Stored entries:
═══
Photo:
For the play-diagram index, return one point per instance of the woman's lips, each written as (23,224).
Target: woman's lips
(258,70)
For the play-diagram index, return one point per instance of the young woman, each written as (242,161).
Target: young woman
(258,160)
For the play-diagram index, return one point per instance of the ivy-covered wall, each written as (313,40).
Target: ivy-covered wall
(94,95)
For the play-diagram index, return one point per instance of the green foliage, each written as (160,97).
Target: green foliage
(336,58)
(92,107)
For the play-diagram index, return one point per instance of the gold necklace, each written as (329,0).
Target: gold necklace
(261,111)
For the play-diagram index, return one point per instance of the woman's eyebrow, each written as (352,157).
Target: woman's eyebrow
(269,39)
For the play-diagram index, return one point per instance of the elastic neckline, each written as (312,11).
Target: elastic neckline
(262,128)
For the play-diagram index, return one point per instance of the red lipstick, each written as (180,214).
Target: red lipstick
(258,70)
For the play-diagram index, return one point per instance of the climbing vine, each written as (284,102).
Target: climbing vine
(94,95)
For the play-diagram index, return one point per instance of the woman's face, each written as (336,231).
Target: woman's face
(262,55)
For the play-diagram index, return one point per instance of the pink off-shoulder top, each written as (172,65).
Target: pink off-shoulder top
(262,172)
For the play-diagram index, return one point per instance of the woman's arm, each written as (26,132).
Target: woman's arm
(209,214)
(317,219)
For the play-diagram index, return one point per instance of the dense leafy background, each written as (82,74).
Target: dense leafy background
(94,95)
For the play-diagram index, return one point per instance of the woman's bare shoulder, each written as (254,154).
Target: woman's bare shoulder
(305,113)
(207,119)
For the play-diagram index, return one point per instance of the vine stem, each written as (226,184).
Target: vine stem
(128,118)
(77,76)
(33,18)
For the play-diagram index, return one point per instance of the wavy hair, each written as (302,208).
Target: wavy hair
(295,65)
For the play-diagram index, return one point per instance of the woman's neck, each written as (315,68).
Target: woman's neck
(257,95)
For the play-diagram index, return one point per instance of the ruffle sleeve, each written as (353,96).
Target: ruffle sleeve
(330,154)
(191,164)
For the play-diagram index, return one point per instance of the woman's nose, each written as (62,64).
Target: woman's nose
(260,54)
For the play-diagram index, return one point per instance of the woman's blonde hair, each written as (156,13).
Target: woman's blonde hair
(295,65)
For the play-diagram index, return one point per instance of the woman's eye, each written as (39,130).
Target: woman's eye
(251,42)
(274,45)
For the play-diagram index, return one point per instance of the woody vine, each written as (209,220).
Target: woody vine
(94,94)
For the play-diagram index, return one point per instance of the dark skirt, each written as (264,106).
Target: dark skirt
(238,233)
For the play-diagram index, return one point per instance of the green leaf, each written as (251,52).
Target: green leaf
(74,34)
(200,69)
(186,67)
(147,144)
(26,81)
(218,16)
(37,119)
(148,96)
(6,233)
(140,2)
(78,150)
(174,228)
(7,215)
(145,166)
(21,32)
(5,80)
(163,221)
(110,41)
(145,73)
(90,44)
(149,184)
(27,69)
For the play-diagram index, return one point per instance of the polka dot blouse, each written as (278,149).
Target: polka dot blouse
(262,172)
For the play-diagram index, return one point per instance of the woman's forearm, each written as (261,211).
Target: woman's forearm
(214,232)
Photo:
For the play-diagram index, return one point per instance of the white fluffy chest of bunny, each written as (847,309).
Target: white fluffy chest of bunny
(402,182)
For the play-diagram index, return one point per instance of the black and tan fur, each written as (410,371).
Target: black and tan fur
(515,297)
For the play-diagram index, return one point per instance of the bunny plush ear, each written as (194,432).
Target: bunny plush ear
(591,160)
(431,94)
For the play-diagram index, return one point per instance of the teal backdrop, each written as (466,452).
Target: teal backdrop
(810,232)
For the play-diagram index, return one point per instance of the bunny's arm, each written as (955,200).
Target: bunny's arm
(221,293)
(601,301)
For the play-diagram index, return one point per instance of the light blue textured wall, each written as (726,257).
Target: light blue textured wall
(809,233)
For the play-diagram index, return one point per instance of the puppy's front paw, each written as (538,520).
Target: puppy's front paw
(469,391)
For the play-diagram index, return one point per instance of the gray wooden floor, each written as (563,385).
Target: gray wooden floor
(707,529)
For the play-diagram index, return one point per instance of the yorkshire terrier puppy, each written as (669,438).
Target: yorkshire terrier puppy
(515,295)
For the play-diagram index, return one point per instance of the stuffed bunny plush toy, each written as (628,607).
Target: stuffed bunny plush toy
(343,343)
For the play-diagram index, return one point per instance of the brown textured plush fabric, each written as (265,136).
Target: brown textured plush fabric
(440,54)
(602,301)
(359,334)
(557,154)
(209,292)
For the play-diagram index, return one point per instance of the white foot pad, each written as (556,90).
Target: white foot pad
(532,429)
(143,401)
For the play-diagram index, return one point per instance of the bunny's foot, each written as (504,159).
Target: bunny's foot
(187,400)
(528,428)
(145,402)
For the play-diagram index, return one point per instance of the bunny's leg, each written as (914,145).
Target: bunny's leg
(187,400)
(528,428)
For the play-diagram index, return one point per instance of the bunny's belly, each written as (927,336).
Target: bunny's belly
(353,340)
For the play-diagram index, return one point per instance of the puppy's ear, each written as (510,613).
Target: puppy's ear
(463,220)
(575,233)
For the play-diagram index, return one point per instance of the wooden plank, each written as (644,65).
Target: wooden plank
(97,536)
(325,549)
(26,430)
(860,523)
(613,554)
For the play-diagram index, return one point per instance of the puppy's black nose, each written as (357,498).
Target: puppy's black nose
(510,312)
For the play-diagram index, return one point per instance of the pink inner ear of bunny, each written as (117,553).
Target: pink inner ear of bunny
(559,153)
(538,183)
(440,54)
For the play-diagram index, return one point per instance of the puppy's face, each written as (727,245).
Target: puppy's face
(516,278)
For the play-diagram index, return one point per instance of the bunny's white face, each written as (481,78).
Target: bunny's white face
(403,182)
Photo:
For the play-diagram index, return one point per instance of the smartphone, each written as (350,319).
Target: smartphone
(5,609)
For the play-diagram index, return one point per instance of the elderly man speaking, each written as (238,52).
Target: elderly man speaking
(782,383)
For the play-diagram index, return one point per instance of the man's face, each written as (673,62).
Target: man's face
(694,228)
═══
GIVEN PROBLEM:
Go back to the data above and please quote exactly, and only, the lines from the line with "written as (481,78)." through its last line.

THE ANSWER:
For the play-diagram index, return one point per instance of the bunny's white face, each written as (481,78).
Target: bunny's white face
(403,182)
Photo:
For the play-diagram index, return one point per instance of the smartphone, each written as (350,319).
Target: smartphone
(5,609)
For the play-diagram index, return one point per instance of the elderly man speaking, each written as (238,52).
Target: elderly man speaking
(782,383)
For the play-diagram index, return one point per instance of the man's face, each written as (673,62).
Target: man's face
(694,228)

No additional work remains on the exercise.